## TASK REQUIREMENTS
Would you repeat the entries beneath, with nothing changed?

## INFORMATION SHOWN
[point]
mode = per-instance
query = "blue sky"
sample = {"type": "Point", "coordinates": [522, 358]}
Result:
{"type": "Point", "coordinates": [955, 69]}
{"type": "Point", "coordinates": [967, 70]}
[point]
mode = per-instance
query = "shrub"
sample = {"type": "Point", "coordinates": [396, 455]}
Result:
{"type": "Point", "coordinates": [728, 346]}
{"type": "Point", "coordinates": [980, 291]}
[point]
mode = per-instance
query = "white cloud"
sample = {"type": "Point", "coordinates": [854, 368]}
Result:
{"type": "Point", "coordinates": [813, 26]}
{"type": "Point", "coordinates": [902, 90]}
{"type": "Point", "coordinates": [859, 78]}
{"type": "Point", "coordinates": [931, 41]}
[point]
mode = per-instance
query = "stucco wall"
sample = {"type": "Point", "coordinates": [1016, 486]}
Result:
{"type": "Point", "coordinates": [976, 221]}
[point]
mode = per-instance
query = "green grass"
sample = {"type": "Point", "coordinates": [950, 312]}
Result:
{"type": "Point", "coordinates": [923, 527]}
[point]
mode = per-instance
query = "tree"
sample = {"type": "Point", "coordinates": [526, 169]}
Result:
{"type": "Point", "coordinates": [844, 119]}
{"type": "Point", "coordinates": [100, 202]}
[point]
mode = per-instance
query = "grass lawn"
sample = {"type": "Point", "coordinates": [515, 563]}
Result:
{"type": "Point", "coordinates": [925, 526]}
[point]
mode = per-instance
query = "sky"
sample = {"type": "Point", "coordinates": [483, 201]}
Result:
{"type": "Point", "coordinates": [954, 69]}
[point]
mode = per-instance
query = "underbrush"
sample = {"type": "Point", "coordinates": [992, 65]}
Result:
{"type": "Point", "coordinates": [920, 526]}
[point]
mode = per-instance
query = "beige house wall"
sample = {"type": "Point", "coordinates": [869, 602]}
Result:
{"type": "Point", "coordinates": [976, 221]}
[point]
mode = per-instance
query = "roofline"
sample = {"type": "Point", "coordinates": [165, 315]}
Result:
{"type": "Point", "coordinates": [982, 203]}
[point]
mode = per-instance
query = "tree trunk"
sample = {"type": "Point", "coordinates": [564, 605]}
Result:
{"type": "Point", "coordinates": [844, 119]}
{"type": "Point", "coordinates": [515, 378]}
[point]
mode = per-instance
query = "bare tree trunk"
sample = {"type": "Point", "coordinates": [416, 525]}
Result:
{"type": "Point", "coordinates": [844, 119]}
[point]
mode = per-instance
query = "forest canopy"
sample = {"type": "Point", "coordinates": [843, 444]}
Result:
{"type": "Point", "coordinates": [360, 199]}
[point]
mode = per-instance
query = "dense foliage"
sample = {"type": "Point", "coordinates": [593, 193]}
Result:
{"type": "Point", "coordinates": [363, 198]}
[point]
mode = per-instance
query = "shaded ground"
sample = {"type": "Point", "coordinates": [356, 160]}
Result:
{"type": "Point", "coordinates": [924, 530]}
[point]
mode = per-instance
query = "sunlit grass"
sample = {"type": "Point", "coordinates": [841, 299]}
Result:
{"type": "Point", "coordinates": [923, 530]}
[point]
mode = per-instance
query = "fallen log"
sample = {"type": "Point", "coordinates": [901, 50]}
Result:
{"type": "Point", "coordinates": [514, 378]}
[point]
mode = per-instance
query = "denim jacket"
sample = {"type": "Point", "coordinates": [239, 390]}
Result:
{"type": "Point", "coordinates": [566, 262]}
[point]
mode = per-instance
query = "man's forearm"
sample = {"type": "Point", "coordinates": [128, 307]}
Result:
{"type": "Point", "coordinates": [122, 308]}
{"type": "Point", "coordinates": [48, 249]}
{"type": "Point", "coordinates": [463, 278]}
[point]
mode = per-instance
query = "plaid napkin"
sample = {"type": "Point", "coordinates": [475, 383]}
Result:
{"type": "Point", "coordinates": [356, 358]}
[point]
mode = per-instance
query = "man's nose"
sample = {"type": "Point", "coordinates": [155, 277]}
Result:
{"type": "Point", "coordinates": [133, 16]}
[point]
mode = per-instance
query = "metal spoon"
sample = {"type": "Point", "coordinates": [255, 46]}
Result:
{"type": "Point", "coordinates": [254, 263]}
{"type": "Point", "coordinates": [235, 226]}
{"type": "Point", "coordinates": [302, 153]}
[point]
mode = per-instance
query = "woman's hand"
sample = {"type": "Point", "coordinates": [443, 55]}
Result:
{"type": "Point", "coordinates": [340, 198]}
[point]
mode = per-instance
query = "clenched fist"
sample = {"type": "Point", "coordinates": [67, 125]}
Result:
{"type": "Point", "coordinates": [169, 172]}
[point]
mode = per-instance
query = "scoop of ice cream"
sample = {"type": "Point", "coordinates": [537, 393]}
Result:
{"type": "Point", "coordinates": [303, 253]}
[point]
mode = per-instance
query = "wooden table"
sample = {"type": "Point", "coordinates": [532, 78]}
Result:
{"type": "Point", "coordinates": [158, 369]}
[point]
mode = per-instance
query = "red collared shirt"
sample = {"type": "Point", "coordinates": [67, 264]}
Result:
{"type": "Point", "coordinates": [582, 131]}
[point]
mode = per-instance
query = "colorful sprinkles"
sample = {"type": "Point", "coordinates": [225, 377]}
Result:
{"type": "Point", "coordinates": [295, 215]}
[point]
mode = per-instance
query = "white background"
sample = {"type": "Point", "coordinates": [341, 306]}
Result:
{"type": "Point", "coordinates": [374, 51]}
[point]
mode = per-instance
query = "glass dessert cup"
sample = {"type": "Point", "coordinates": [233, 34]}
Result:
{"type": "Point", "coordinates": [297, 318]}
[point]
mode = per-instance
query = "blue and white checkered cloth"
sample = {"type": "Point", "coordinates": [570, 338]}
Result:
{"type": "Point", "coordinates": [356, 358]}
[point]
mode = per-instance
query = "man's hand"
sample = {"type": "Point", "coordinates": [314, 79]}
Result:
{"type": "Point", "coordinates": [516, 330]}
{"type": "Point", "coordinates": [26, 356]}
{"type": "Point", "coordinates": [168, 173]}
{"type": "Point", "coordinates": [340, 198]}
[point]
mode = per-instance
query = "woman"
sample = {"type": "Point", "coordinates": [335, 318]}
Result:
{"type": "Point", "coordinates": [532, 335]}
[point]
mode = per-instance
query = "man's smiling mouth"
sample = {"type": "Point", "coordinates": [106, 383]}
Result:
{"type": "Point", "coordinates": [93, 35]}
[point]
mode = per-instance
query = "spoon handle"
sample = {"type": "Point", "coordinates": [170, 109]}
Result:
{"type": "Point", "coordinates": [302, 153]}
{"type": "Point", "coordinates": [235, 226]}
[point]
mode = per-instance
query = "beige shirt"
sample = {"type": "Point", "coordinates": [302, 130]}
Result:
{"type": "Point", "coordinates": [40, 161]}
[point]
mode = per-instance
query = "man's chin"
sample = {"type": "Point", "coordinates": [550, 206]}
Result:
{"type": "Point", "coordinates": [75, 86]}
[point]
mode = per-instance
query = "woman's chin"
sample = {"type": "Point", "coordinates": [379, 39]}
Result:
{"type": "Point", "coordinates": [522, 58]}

## ANSWER FOR THE TASK
[point]
mode = per-instance
query = "blue sky"
sample = {"type": "Point", "coordinates": [522, 358]}
Result:
{"type": "Point", "coordinates": [955, 69]}
{"type": "Point", "coordinates": [967, 70]}
[point]
mode = per-instance
query = "shrub"
sample = {"type": "Point", "coordinates": [396, 455]}
Result:
{"type": "Point", "coordinates": [728, 346]}
{"type": "Point", "coordinates": [980, 291]}
[point]
mode = per-instance
query = "white cloud"
sample = {"type": "Point", "coordinates": [854, 368]}
Result:
{"type": "Point", "coordinates": [813, 26]}
{"type": "Point", "coordinates": [902, 90]}
{"type": "Point", "coordinates": [859, 78]}
{"type": "Point", "coordinates": [931, 41]}
[point]
mode = per-instance
query = "stucco wall"
sample = {"type": "Point", "coordinates": [1016, 486]}
Result:
{"type": "Point", "coordinates": [976, 221]}
[point]
mode = per-instance
query = "green grass"
sample = {"type": "Point", "coordinates": [950, 312]}
Result:
{"type": "Point", "coordinates": [923, 527]}
[point]
mode = per-instance
query = "tree"
sample = {"type": "Point", "coordinates": [526, 169]}
Result:
{"type": "Point", "coordinates": [844, 119]}
{"type": "Point", "coordinates": [100, 202]}
[point]
mode = per-instance
query = "grass lawn"
sample = {"type": "Point", "coordinates": [515, 563]}
Result:
{"type": "Point", "coordinates": [925, 526]}
[point]
mode = per-instance
query = "sky"
sample = {"type": "Point", "coordinates": [483, 201]}
Result:
{"type": "Point", "coordinates": [954, 69]}
[point]
mode = per-instance
query = "underbrush"
sample = {"type": "Point", "coordinates": [992, 65]}
Result:
{"type": "Point", "coordinates": [920, 526]}
[point]
mode = per-instance
query = "beige house wall"
sample = {"type": "Point", "coordinates": [869, 602]}
Result:
{"type": "Point", "coordinates": [976, 221]}
[point]
mode = per-instance
query = "roofline"
sample = {"type": "Point", "coordinates": [165, 315]}
Result:
{"type": "Point", "coordinates": [982, 203]}
[point]
mode = per-instance
query = "tree trunk"
sample = {"type": "Point", "coordinates": [564, 605]}
Result:
{"type": "Point", "coordinates": [844, 119]}
{"type": "Point", "coordinates": [515, 378]}
[point]
mode = per-instance
query = "bare tree trunk"
sample = {"type": "Point", "coordinates": [416, 525]}
Result:
{"type": "Point", "coordinates": [844, 119]}
[point]
mode = per-instance
query = "forest canopy"
sample = {"type": "Point", "coordinates": [843, 444]}
Result:
{"type": "Point", "coordinates": [360, 199]}
[point]
mode = per-instance
query = "dense foliage"
sample = {"type": "Point", "coordinates": [593, 193]}
Result:
{"type": "Point", "coordinates": [363, 198]}
[point]
mode = per-instance
query = "shaded ground"
sample = {"type": "Point", "coordinates": [356, 160]}
Result:
{"type": "Point", "coordinates": [924, 530]}
[point]
mode = per-instance
query = "sunlit grass"
sample = {"type": "Point", "coordinates": [841, 299]}
Result:
{"type": "Point", "coordinates": [923, 530]}
[point]
mode = per-instance
query = "fallen log"
sample = {"type": "Point", "coordinates": [901, 50]}
Result:
{"type": "Point", "coordinates": [514, 378]}
[point]
mode = per-instance
query = "denim jacket"
sample = {"type": "Point", "coordinates": [239, 390]}
Result:
{"type": "Point", "coordinates": [566, 262]}
[point]
mode = per-instance
query = "man's forearm"
sample = {"type": "Point", "coordinates": [128, 307]}
Result:
{"type": "Point", "coordinates": [122, 308]}
{"type": "Point", "coordinates": [48, 249]}
{"type": "Point", "coordinates": [463, 278]}
[point]
mode = per-instance
query = "plaid napkin"
sample = {"type": "Point", "coordinates": [475, 383]}
Result:
{"type": "Point", "coordinates": [356, 358]}
[point]
mode = per-instance
query = "man's nose"
sample = {"type": "Point", "coordinates": [155, 277]}
Result:
{"type": "Point", "coordinates": [133, 16]}
[point]
mode = per-instance
query = "metal spoon"
sample = {"type": "Point", "coordinates": [255, 46]}
Result:
{"type": "Point", "coordinates": [254, 263]}
{"type": "Point", "coordinates": [235, 226]}
{"type": "Point", "coordinates": [302, 153]}
[point]
mode = per-instance
query = "woman's hand"
sample = {"type": "Point", "coordinates": [443, 55]}
Result:
{"type": "Point", "coordinates": [340, 198]}
[point]
mode = per-instance
query = "clenched fist"
sample = {"type": "Point", "coordinates": [67, 125]}
Result:
{"type": "Point", "coordinates": [169, 172]}
[point]
mode = per-instance
query = "scoop of ice cream"
sample = {"type": "Point", "coordinates": [537, 393]}
Result:
{"type": "Point", "coordinates": [303, 253]}
[point]
mode = per-instance
query = "wooden table"
sample = {"type": "Point", "coordinates": [532, 78]}
Result:
{"type": "Point", "coordinates": [158, 369]}
[point]
mode = per-instance
query = "red collared shirt"
sample = {"type": "Point", "coordinates": [67, 264]}
Result:
{"type": "Point", "coordinates": [582, 131]}
[point]
mode = per-instance
query = "colorful sprinkles"
sample = {"type": "Point", "coordinates": [225, 377]}
Result:
{"type": "Point", "coordinates": [295, 215]}
[point]
mode = per-instance
query = "white background"
sample = {"type": "Point", "coordinates": [341, 306]}
Result:
{"type": "Point", "coordinates": [374, 51]}
[point]
mode = per-instance
query = "glass dessert cup"
sample = {"type": "Point", "coordinates": [233, 34]}
Result:
{"type": "Point", "coordinates": [297, 318]}
[point]
mode = per-instance
query = "blue and white checkered cloth"
sample = {"type": "Point", "coordinates": [570, 338]}
Result:
{"type": "Point", "coordinates": [356, 358]}
[point]
mode = per-instance
query = "man's hand"
sample = {"type": "Point", "coordinates": [314, 79]}
Result:
{"type": "Point", "coordinates": [516, 330]}
{"type": "Point", "coordinates": [26, 356]}
{"type": "Point", "coordinates": [168, 173]}
{"type": "Point", "coordinates": [340, 198]}
[point]
mode = per-instance
query = "woman"
sample = {"type": "Point", "coordinates": [335, 318]}
Result:
{"type": "Point", "coordinates": [532, 335]}
[point]
mode = per-instance
query = "man's smiling mouth"
sample = {"type": "Point", "coordinates": [106, 383]}
Result:
{"type": "Point", "coordinates": [93, 35]}
[point]
mode = per-instance
query = "spoon handle"
sample = {"type": "Point", "coordinates": [170, 109]}
Result:
{"type": "Point", "coordinates": [302, 153]}
{"type": "Point", "coordinates": [235, 226]}
[point]
mode = per-instance
query = "beige shirt"
sample = {"type": "Point", "coordinates": [302, 130]}
Result:
{"type": "Point", "coordinates": [40, 161]}
[point]
mode = per-instance
query = "man's chin"
sample = {"type": "Point", "coordinates": [550, 206]}
Result:
{"type": "Point", "coordinates": [75, 86]}
[point]
mode = per-instance
query = "woman's chin"
sample = {"type": "Point", "coordinates": [379, 39]}
Result:
{"type": "Point", "coordinates": [522, 58]}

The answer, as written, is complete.